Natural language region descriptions

• • • • •

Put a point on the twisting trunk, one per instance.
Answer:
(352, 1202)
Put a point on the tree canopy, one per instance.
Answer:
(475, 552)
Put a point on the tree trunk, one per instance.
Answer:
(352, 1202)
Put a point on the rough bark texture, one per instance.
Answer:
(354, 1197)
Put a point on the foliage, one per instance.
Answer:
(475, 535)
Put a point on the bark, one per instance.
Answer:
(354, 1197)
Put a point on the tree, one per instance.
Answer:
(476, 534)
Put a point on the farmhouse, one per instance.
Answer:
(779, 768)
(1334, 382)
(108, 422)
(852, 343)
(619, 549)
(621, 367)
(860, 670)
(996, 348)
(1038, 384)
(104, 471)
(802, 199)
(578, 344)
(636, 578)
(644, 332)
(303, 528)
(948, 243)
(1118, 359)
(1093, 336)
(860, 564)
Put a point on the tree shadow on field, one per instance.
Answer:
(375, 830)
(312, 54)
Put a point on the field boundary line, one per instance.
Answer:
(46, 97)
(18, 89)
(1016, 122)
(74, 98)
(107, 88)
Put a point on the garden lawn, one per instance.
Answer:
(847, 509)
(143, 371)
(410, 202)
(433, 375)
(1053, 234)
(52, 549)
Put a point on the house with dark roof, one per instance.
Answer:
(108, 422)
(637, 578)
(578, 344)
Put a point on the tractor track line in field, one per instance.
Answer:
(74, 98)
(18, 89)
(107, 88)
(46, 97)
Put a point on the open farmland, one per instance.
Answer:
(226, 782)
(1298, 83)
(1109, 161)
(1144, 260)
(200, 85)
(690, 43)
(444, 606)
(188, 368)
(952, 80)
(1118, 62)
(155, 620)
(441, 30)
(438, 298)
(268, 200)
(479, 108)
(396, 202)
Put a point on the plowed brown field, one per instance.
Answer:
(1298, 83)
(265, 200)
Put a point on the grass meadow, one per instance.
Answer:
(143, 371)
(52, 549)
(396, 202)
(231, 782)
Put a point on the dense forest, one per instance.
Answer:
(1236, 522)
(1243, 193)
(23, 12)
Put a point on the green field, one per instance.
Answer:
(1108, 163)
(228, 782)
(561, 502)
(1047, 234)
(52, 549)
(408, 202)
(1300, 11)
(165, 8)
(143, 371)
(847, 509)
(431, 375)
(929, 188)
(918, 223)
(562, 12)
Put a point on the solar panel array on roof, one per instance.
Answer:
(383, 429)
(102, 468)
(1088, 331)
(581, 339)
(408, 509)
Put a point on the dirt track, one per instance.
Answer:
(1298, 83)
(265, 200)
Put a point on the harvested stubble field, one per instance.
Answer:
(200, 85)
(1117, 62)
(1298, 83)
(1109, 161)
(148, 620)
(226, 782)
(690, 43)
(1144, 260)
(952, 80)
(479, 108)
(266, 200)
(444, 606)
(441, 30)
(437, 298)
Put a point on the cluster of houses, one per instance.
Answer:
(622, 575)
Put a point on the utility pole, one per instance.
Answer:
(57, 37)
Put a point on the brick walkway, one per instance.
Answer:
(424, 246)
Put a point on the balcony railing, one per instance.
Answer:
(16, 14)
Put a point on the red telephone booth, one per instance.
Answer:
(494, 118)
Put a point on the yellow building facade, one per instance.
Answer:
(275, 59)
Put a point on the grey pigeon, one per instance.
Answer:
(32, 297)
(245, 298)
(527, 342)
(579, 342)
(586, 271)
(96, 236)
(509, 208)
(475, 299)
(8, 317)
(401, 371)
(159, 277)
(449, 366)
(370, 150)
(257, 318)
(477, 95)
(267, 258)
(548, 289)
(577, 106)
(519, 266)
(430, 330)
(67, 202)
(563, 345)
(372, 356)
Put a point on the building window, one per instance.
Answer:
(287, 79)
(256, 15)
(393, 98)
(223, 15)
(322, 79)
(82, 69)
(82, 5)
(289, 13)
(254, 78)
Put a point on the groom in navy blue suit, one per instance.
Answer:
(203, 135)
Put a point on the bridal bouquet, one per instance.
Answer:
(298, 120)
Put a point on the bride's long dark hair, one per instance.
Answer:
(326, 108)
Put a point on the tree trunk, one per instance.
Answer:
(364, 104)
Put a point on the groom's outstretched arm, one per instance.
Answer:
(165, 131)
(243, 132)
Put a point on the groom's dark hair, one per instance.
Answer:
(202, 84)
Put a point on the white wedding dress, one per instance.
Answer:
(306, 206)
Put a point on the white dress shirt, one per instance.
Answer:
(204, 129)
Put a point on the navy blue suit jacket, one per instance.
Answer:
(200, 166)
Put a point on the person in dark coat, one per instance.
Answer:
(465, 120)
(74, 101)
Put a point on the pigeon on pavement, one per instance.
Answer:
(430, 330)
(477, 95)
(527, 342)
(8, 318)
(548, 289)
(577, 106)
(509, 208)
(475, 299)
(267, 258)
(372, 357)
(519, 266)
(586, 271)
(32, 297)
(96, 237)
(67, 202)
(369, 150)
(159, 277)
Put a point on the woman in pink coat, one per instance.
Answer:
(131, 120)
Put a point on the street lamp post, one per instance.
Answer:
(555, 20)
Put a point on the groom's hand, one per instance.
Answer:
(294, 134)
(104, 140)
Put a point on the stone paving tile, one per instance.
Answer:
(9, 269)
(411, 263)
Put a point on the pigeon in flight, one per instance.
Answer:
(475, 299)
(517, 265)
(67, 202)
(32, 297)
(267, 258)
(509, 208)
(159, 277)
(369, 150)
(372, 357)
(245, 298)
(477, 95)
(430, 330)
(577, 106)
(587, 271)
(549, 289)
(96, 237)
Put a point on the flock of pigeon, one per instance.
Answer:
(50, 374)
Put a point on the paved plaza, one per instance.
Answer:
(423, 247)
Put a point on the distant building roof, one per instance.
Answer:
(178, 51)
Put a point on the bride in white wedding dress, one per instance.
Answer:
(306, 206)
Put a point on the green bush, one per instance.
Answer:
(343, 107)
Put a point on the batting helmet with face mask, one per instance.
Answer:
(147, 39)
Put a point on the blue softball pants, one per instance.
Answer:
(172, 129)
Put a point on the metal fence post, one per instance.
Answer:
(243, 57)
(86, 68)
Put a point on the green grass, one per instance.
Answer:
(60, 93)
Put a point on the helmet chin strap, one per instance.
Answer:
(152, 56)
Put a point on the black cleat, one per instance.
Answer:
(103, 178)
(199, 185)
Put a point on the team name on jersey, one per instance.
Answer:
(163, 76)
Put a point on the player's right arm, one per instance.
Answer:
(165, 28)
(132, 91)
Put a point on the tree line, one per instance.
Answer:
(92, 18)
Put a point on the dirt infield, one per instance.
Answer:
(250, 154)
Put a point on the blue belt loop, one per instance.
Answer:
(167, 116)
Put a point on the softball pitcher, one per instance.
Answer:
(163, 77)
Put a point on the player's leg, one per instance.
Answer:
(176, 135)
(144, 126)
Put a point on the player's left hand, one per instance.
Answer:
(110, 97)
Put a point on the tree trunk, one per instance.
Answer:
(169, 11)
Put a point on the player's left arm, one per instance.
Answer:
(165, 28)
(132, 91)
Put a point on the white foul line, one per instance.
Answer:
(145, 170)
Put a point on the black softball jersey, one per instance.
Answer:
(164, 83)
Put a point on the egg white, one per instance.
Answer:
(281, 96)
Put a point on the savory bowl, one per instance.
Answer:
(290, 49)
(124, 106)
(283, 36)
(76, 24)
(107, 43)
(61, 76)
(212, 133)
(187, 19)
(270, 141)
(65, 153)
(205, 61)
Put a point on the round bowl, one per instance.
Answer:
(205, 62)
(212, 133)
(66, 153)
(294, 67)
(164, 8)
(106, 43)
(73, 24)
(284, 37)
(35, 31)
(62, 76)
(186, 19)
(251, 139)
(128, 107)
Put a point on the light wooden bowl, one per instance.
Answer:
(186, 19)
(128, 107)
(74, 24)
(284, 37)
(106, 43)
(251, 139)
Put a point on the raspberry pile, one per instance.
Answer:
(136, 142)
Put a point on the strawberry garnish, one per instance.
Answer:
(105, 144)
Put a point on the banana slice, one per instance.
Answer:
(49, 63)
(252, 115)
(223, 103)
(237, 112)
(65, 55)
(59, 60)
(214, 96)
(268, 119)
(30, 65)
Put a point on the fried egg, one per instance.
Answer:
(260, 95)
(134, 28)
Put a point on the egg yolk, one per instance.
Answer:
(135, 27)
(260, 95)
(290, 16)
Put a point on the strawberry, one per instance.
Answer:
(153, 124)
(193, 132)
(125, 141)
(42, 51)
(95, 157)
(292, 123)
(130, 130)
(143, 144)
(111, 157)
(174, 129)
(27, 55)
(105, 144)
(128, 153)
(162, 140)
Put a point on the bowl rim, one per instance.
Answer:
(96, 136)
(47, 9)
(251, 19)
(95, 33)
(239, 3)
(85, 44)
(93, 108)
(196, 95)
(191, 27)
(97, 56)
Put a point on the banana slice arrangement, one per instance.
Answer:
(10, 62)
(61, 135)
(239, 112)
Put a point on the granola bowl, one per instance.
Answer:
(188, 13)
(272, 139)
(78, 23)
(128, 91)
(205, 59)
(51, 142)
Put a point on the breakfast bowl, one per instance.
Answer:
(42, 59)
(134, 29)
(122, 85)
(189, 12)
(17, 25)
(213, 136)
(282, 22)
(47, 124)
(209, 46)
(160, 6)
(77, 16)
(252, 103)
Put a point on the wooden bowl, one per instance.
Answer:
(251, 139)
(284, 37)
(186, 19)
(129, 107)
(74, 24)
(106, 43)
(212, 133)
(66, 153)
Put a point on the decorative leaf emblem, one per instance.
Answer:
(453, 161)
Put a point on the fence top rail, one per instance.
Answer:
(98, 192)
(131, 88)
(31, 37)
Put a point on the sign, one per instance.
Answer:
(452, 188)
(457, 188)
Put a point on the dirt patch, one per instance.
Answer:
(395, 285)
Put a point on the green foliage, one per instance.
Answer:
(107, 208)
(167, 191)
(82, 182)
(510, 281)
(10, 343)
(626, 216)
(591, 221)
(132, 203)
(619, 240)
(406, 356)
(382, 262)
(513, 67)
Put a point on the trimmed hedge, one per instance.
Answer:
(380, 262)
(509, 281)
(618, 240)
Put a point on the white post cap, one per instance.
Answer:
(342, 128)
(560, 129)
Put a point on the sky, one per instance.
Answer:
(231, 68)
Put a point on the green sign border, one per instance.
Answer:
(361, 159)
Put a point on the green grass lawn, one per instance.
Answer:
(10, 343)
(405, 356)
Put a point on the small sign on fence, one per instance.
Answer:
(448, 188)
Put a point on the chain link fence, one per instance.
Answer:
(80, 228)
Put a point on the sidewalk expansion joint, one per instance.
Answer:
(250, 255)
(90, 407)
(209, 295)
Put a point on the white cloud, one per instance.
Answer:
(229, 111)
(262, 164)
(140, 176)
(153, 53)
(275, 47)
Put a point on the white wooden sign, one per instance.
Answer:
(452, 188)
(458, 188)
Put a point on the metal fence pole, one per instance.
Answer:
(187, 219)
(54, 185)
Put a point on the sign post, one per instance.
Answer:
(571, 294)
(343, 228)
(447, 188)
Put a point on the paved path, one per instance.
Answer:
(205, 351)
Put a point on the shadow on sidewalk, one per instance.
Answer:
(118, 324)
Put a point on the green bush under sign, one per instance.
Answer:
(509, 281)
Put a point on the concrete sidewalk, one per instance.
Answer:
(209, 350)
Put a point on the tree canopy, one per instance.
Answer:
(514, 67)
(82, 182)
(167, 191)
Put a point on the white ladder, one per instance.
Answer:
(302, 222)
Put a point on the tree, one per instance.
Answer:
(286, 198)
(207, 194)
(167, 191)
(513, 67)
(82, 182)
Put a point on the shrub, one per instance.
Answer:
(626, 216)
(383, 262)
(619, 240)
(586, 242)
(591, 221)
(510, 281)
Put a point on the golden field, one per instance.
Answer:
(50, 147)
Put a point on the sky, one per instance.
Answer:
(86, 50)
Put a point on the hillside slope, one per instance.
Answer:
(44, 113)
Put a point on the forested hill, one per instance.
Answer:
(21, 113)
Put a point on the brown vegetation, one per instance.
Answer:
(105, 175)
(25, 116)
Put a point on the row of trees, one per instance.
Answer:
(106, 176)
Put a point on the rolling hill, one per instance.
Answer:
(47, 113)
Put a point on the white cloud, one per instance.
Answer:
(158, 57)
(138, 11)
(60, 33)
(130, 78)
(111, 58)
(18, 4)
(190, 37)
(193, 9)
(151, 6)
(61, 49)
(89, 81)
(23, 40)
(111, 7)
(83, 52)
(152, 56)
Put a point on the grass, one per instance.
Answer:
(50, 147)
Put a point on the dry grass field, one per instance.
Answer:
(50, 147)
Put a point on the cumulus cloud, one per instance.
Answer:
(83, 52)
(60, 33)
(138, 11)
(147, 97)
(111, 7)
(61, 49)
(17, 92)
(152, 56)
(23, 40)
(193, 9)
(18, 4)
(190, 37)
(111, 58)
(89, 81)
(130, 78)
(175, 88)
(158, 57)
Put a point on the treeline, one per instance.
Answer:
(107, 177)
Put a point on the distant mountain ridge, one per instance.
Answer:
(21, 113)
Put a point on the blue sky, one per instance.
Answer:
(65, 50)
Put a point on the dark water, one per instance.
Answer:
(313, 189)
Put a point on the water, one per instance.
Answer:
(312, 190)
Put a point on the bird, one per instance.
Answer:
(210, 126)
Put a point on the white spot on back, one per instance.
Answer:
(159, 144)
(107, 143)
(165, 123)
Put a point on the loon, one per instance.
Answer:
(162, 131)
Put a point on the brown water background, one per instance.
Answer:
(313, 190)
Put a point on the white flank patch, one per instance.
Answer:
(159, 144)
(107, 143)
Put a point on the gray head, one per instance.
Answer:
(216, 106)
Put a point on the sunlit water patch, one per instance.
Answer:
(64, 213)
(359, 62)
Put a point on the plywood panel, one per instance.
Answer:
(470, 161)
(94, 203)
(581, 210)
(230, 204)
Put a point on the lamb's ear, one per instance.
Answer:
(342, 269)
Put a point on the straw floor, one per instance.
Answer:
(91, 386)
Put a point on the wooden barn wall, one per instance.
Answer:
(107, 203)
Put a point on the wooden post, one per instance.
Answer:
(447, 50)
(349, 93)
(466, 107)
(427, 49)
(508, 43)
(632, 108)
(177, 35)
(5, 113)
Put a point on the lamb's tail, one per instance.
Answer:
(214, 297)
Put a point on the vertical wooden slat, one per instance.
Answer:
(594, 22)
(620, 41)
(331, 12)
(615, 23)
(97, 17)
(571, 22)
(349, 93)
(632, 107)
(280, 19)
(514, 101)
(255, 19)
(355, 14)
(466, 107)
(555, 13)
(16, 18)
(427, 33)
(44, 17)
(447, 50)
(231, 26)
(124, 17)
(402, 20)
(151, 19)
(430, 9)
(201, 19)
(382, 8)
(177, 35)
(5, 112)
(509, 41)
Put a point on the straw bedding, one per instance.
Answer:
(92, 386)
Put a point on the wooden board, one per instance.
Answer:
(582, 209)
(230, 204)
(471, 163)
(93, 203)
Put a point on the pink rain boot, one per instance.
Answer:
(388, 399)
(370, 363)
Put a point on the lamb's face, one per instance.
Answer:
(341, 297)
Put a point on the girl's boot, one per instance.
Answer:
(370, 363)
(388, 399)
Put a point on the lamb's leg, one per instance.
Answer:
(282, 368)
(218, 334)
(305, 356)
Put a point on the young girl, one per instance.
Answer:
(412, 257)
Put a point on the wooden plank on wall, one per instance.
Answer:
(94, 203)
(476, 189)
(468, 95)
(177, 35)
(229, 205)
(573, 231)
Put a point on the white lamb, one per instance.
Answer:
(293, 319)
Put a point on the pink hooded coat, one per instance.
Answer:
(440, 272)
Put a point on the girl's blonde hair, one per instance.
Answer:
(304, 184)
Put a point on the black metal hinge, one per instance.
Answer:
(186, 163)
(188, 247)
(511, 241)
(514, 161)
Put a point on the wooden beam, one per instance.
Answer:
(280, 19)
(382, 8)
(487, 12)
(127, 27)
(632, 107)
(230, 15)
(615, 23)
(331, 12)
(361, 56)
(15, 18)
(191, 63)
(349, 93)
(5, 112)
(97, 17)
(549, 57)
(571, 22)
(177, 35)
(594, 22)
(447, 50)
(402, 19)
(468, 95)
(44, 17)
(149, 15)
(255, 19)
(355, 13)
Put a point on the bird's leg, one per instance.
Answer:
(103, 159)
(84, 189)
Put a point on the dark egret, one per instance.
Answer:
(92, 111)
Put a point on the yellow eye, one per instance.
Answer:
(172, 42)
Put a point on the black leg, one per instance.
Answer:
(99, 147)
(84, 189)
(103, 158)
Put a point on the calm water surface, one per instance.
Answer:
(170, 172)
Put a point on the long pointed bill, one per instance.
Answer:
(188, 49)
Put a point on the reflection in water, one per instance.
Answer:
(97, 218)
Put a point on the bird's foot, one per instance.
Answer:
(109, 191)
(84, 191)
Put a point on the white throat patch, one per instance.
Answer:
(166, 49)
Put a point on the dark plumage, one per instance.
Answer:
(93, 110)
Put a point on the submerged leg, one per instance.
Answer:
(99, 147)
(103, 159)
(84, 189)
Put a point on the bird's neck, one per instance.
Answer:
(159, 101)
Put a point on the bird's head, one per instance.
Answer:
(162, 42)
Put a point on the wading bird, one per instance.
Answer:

• • • • •

**What to do**. Using the entries above, return exactly the lines from the line with "Put a point on the light" to the line with "Put a point on the breakfast", counting both of those lines.

**Problem solution**.
Put a point on the light wooden bowl, one per instance.
Answer:
(186, 19)
(128, 107)
(74, 24)
(284, 37)
(106, 43)
(251, 139)
Put a point on the raspberry pile, one per instance.
Answer:
(136, 142)
Put a point on the strawberry garnish, one per instance.
Answer:
(105, 144)
Put a point on the banana slice, one per instance.
Answer:
(49, 63)
(252, 115)
(223, 103)
(237, 112)
(65, 55)
(59, 60)
(214, 96)
(268, 119)
(30, 65)
Put a point on the fried egg, one per instance.
Answer:
(260, 95)
(134, 28)
Put a point on the egg yolk, one per instance.
Answer:
(135, 27)
(260, 95)
(290, 16)
Put a point on the strawberry, one per instance.
Answer:
(153, 124)
(193, 132)
(125, 141)
(42, 51)
(95, 157)
(292, 123)
(130, 130)
(143, 144)
(111, 157)
(174, 129)
(27, 55)
(105, 144)
(128, 153)
(162, 140)
Put a point on the bowl rim, one per instance.
Answer:
(96, 136)
(47, 9)
(251, 19)
(95, 33)
(239, 3)
(85, 44)
(93, 108)
(196, 95)
(191, 27)
(97, 56)
Put a point on the banana slice arrangement, one per instance.
Answer:
(10, 62)
(61, 135)
(239, 112)
Put a point on the granola bowl, one per instance.
Answer:
(188, 13)
(272, 139)
(78, 23)
(128, 91)
(205, 59)
(51, 142)
Put a point on the breakfast bowl, one per instance.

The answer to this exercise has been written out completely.